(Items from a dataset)
----------

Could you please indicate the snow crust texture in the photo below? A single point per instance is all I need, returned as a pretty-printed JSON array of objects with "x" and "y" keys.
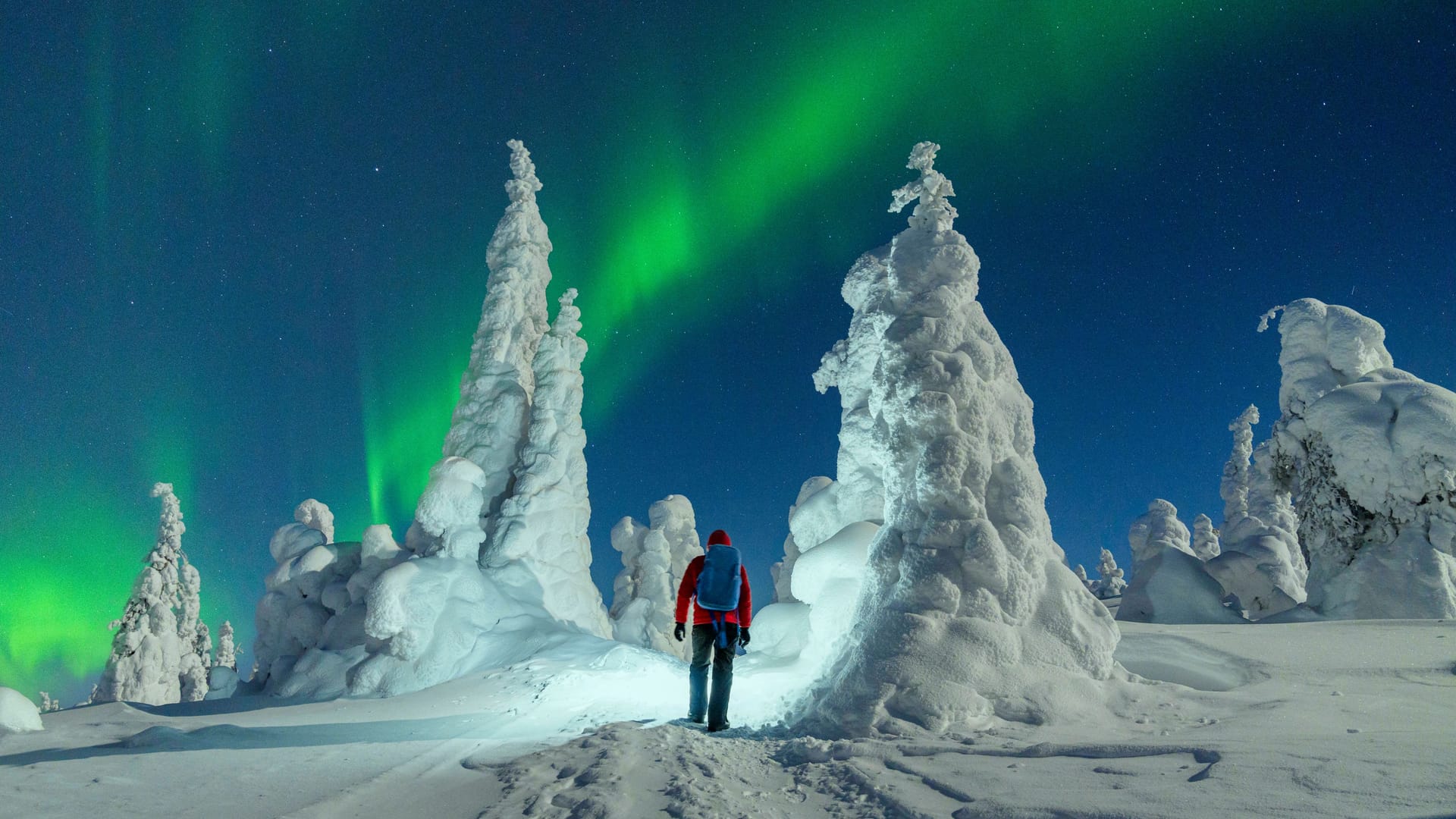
[
  {"x": 1369, "y": 455},
  {"x": 654, "y": 560},
  {"x": 968, "y": 610},
  {"x": 492, "y": 416}
]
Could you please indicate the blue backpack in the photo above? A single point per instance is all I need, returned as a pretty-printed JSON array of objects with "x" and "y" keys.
[{"x": 720, "y": 580}]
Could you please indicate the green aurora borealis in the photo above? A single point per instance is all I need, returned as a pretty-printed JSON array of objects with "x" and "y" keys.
[
  {"x": 251, "y": 249},
  {"x": 764, "y": 143}
]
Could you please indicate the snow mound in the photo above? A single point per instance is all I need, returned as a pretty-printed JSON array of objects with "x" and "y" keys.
[
  {"x": 18, "y": 713},
  {"x": 1169, "y": 583},
  {"x": 1168, "y": 657},
  {"x": 968, "y": 611}
]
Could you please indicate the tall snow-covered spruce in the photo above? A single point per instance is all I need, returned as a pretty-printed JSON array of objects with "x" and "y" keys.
[
  {"x": 968, "y": 610},
  {"x": 495, "y": 391},
  {"x": 146, "y": 654},
  {"x": 1261, "y": 564},
  {"x": 542, "y": 537}
]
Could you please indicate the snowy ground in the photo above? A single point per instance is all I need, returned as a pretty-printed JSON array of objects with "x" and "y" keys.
[{"x": 1335, "y": 719}]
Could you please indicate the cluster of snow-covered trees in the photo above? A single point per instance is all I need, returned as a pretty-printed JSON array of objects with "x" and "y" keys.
[
  {"x": 921, "y": 588},
  {"x": 1345, "y": 512}
]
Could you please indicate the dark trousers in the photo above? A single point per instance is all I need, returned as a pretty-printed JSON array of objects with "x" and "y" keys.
[{"x": 698, "y": 701}]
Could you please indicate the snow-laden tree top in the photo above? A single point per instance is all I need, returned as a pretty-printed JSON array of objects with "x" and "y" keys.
[
  {"x": 525, "y": 184},
  {"x": 932, "y": 188}
]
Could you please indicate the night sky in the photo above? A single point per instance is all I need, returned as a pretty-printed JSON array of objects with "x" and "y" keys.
[{"x": 242, "y": 248}]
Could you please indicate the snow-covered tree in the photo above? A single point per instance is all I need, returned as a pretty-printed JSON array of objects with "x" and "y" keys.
[
  {"x": 1204, "y": 538},
  {"x": 316, "y": 516},
  {"x": 1260, "y": 564},
  {"x": 146, "y": 654},
  {"x": 495, "y": 391},
  {"x": 1110, "y": 582},
  {"x": 1369, "y": 457},
  {"x": 542, "y": 537},
  {"x": 1235, "y": 485},
  {"x": 18, "y": 714},
  {"x": 783, "y": 572},
  {"x": 226, "y": 648},
  {"x": 967, "y": 596},
  {"x": 1169, "y": 583},
  {"x": 425, "y": 620},
  {"x": 193, "y": 632},
  {"x": 654, "y": 560}
]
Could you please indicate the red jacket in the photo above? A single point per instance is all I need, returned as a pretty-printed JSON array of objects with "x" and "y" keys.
[{"x": 688, "y": 592}]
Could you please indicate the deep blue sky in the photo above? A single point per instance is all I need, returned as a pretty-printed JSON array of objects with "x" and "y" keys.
[{"x": 242, "y": 249}]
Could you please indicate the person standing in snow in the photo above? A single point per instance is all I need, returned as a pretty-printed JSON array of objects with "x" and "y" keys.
[{"x": 717, "y": 583}]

----------

Problem to work on: Once the pictures are set aside, repeat each entry exactly as it stands.

Final answer:
Could you please indicate the snow crust texture in the photo below? A single point per instance is all I need, returned as a pretty-printed JSON array of objects with "x" and "y" keys.
[
  {"x": 1369, "y": 455},
  {"x": 654, "y": 560},
  {"x": 968, "y": 610},
  {"x": 492, "y": 416}
]
Could you please indicate the blue backpack in the photo above? A single point per instance is all I need, returned as a pretty-printed JSON array of objects with "x" and "y" keys.
[{"x": 720, "y": 580}]
Could you please indicate the green aurora borealis in the photo above? A single point per instance is all I need, returned as a pretty-printed JSON array of objects with "x" and "y" keys.
[
  {"x": 251, "y": 249},
  {"x": 764, "y": 143}
]
Could you please indicate the snow mound in the photo above? A single point per instance is all I need, returned as a pretty-printed JSON array of objects with "x" and "y" keys.
[
  {"x": 18, "y": 713},
  {"x": 1169, "y": 583},
  {"x": 1168, "y": 657},
  {"x": 968, "y": 611}
]
Could you please indicate the tall snow-covered spruce in the photo above? A single point per instance is all I need, returned as a pretty-printed JSON array of objects with "x" and "y" keys.
[
  {"x": 968, "y": 610},
  {"x": 495, "y": 391},
  {"x": 146, "y": 654},
  {"x": 1261, "y": 564},
  {"x": 542, "y": 537}
]
Could you please indicate the snowy ground in the photo above? A single point per instance is all I need, returned as a pretty-printed JSON array of objects with "x" and "y" keys.
[{"x": 1335, "y": 719}]
Could you please indicate the cluster of snow-covered trees in the photo above? A single point per instance is all I need, returned as a pretty-printed JSON array of objects with "x" and "y" keys.
[
  {"x": 921, "y": 588},
  {"x": 1345, "y": 512}
]
Could you please indicate the dark trousers in the photo above? A single point per instance is all I need, returned as a pretty-printed JSON array of objects with "x" and "y" keys.
[{"x": 698, "y": 701}]
Could you please indicate the snow-laden tree top in the photo above? A single point per instance is all I need, returned as a pretty-printed JSON array of objects with "x" and "y" keys.
[
  {"x": 525, "y": 184},
  {"x": 932, "y": 188}
]
Could you please indicate the night sky in the photo above? A single point per instance is all I need, returned as a pretty-printed JSON array of objects with "x" and "y" keys.
[{"x": 242, "y": 248}]
Could you please indicate the snow-covered tree in the photo above? A single point per instance is all I need, returned as a pretty-printed JSON array of objects with "x" and "y" keys.
[
  {"x": 1204, "y": 538},
  {"x": 316, "y": 516},
  {"x": 1260, "y": 564},
  {"x": 146, "y": 654},
  {"x": 495, "y": 391},
  {"x": 1110, "y": 582},
  {"x": 1369, "y": 457},
  {"x": 542, "y": 537},
  {"x": 1235, "y": 485},
  {"x": 18, "y": 714},
  {"x": 783, "y": 572},
  {"x": 226, "y": 648},
  {"x": 967, "y": 596},
  {"x": 1169, "y": 583},
  {"x": 425, "y": 620},
  {"x": 193, "y": 632},
  {"x": 654, "y": 560}
]
Could you please indicate the red jacket in the photo above? A single point per instance is all I need, returned as a pretty-printed JSON array of objects with "x" and "y" keys.
[{"x": 688, "y": 592}]
Could you please indicate the deep blue sky in the photo above? A single point per instance is all I need, returned as a pretty-printed JSON array of objects with "x" and "y" keys.
[{"x": 242, "y": 249}]
Could you please indicate the person standing in snow in the photo above? A single point per instance is all I need, returned as a pretty-printed JSON array of objects with "x" and "y" keys.
[{"x": 717, "y": 583}]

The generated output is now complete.